- _AIM OF THE EXERCISE_: Copy the account of the magazine subscription from "He told me to" to "than fifteen minutes.", renaming "ATM" as "cash machine" throughout.
-- TEXT SHOWN follows --
I was coaxed into buying a magazine subscription that would presumably go towards cancer research, by a guy who said he was in a frat on campus that was hosting a fundraising competition. He approached me as I was on my way to a meeting, chatting amiably and making jokes and generally being friendly, pitching his magazines, the grand prize trip to London for his frat, and the good cause this was all going to. I agreed to listen, and he was frustratingly persuasive. I agreed to help him out, thinking that I had to shell out at most $40 or so. We went to the ATM so I could pay him; I had no checks on me. (What college kid does??)
He told me to pull $148 out of the ATM (and I, running on 4 hours of sleep and completely stressed/taken by surprise, didn't bother to check whatever receipt he wrote me and did it). I paid him, feeling bad because I hadn't expected to spend that much money but convincing myself it was going to a good cause. After all the time he spent talking to me, I felt bad about turning him away when I was standing at the ATM to pay him. I had a meeting to go to; I left, and he did too. The whole thing was done in less than fifteen minutes.
-- TEXT SHOWN concluded --
-- RECORD SET follows --
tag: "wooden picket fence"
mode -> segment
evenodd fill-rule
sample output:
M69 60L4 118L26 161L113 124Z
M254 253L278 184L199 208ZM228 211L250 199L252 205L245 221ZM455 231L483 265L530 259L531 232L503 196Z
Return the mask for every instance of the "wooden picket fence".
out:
-- RECORD SET concluded --
-- RECORD SET follows --
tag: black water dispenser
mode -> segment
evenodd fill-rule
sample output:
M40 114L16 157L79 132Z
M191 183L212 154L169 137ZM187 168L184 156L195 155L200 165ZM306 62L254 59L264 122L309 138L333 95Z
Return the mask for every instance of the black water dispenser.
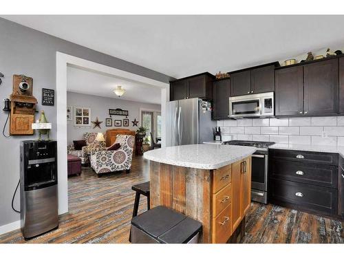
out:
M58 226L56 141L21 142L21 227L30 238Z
-- RECORD SET concluded --
- _EXERCISE ANSWER_:
He told me to pull $148 out of the cash machine (and I, running on 4 hours of sleep and completely stressed/taken by surprise, didn't bother to check whatever receipt he wrote me and did it). I paid him, feeling bad because I hadn't expected to spend that much money but convincing myself it was going to a good cause. After all the time he spent talking to me, I felt bad about turning him away when I was standing at the cash machine to pay him. I had a meeting to go to; I left, and he did too. The whole thing was done in less than fifteen minutes.